▶ **Written instruction A**: According to the wildwater canoeing text, what class of whitewater do typical wildwater venues consist of?
▶ **Written instruction B**: Duplicate the passage of the wildwater canoeing text starting with "Wildwater canoeing is" and going on through "classic and sprint.".
═════ Supplied text
= Wildwater canoeing =

Type of boat racing

Wildwater canoeing is a competitive discipline of canoeing in which kayaks or canoes are used to negotiate a stretch of river speedily. It is also called "Whitewater racing" or "Downriver racing" to distinguish it from whitewater slalom racing and whitewater rodeo or Freestyle competition.
==General==
The objective of the sport is to go from the starting point of the course on a river to the end point as quickly as possible. Typical wildwater venues consist of Class II - IV whitewater, in contrast to extreme racing, which takes place on more difficult streams. Match competitions generally consist of a classic and a sprint race. A classic course is 4 to 6 miles (6–10 km) in length or 10 to 35 minutes in duration, while the Sprint is between 500 and 750 meters and lasts around 2 minutes. Although there is some specialization, the vast majority of racers compete in both classic and sprint.
══════════
═════ Given data
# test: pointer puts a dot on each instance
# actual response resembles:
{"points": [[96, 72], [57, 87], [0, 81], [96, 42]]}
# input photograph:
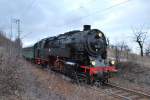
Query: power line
{"points": [[113, 6]]}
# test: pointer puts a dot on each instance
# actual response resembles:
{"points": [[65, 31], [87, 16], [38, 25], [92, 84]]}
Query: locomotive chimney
{"points": [[86, 27]]}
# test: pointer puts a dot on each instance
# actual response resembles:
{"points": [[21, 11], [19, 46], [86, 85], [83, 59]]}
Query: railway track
{"points": [[122, 93]]}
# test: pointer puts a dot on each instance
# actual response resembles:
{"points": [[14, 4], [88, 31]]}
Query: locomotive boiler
{"points": [[78, 54]]}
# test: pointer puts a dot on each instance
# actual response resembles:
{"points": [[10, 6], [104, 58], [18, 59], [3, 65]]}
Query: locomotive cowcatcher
{"points": [[81, 55]]}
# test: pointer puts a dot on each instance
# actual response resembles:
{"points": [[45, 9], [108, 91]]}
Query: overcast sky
{"points": [[43, 18]]}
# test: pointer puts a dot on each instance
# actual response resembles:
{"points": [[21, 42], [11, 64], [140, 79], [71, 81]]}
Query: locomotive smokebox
{"points": [[86, 27]]}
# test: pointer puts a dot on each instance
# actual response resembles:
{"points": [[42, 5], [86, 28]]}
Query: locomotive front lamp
{"points": [[93, 63], [112, 62], [100, 34]]}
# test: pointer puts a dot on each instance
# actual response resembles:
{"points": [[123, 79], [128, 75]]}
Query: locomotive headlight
{"points": [[112, 62], [93, 63], [100, 34]]}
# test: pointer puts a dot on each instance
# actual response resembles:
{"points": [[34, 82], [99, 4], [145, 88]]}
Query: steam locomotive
{"points": [[78, 54]]}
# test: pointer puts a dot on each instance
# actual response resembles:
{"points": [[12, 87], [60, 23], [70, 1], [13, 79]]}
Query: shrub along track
{"points": [[122, 93]]}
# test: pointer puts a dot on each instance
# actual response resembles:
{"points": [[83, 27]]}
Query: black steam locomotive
{"points": [[78, 54]]}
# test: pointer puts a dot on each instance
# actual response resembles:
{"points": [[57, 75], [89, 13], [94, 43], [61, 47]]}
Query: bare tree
{"points": [[147, 51], [140, 37]]}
══════════
▶ **Written response A**: Class II - IV whitewater.

▶ **Written response B**:
Wildwater canoeing is a competitive discipline of canoeing in which kayaks or canoes are used to negotiate a stretch of river speedily. It is also called "Whitewater racing" or "Downriver racing" to distinguish it from whitewater slalom racing and whitewater rodeo or Freestyle competition.
==General==
The objective of the sport is to go from the starting point of the course on a river to the end point as quickly as possible. Typical wildwater venues consist of Class II - IV whitewater, in contrast to extreme racing, which takes place on more difficult streams. Match competitions generally consist of a classic and a sprint race. A classic course is 4 to 6 miles (6–10 km) in length or 10 to 35 minutes in duration, while the Sprint is between 500 and 750 meters and lasts around 2 minutes. Although there is some specialization, the vast majority of racers compete in both classic and sprint.